* **Reading passage**:
--

Our Nurnberg International Whisky group continued our journey with a tasting set quartet from Glenmorangie, exploring the impact of different finishes on the same ‘base’. This was joined by an extra “bonus” – a Cragganmore Port finish to compare with the Glenmorangie Port finish.

Bucking the trend towards mostly no-age statements, the Glenmorangie standards typically disclose their age. Their Master Distiller – Dr Bill Lumsden shared in a previous tasting the work that goes into bringing consistency to each expression, often including barrels that are much older than the stated year.

  • 10 year “The Original” 40%
  • 12 year “The Lasanta” Sherry Finish 43%
  • 14 year “Quinta Ruban” Port Finish 46%
  • Nectar d’Or Sauternes Finish 46%

The original Glenmorangie 10 year old was released more than 175 years ago by our founders. It’s famous for its mellow tones and delicacy of flavour.

Glenmorangie 10 year “The Original” 40%

  • Nose – Delicious pears, ripe peaches, lemon, heather, honey, a lovely perfume, and a touch of vanilla, as it opened further there was even a bit of bubblegum
  • Palate – Honey sweet, hint of spring, floral, more warm peach, touch of orange, beautiful balance
  • Finish – Light bitterness

It was like welcoming back a familiar yet long-lost friend. It had been far too many years since I’d enjoyed The Original. Such a classic – refined, nuanced, and simply delicious! There is a lovely elegance about the Glenmorangie 10 year.

Again remembering a previous tasting experience led by Bill Lumsden, I recalled how he shared that the 10-year is truly the foundation for all his expressions and experiments. Aged in ex-bourbon casks, it has a light – even delicate – a character that is mild enough to be versatile.

--

* **Supplied data**:
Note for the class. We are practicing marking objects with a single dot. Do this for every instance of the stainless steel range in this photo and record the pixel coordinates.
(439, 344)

--

* **Problems**:
**a)** According to the whisky tasting write-up, in what kind of casks is the Glenmorangie 10 year aged?
**b)** Set down the portion of the whisky tasting write-up starting with "It was like" and going on through "to be versatile.".
**c)** Write the next part of the whisky tasting write-up, beginning after its final sentence.

* **Answers**:
**a)** Ex-bourbon casks.

**b)**
It was like welcoming back a familiar yet long-lost friend. It had been far too many years since I’d enjoyed The Original. Such a classic – refined, nuanced, and simply delicious! There is a lovely elegance about the Glenmorangie 10 year.

Again remembering a previous tasting experience led by Bill Lumsden, I recalled how he shared that the 10-year is truly the foundation for all his expressions and experiments. Aged in ex-bourbon casks, it has a light – even delicate – a character that is mild enough to be versatile.

**c)**
I’ll admit that I keep forgetting how reasonable alcohol prices are in Germany. A mere Eur 35?? Can that really be? Some suggested this might make a good ‘calibration‘ whisky, however, it would also be a tough act to follow!


And yet that is exactly what we did… followed up The Original with The Lasanta – to explore the impact of just 2 additional years and time spent in ex-Sherry barrels….

The Lasanta 12 years old has been matured it in bourbon and sherry casks, transforming it into a mouth-watering odyssey bursting with rich spiciness and sun-drenched sweetness.

Glenmorangie 12 year “The Lasanta” Sherry Finish 43%

  • Nose – Initially greets you with wood, spice, then sweetness, juicy plums, and over time, opened into a lovely chocolate mocha
  • Palate – Dry, a bit spicy, what we could best describe as chewing tobacco, soft plums, juicy raisins, a hint of ginger
  • Finish – Warm sweet spices with more of that mouth-watering mocha

We quite enjoyed this one – particularly how it is a terrific contrast with The Original. We found the sherry certainly made an impact – and yet it was a lovely layering on top of a beautiful base. After 10 years in ex-bourbon casks, much like The Original, this was followed by 18 – 36 months in ex-Olorosso and PX sherry casks.

Here’s what the folks at Glenmorangie have to say:

This whisky is Dr Bill’s attempt to bottle the magic of sunset, with its endless horizon of reds, oranges and purples.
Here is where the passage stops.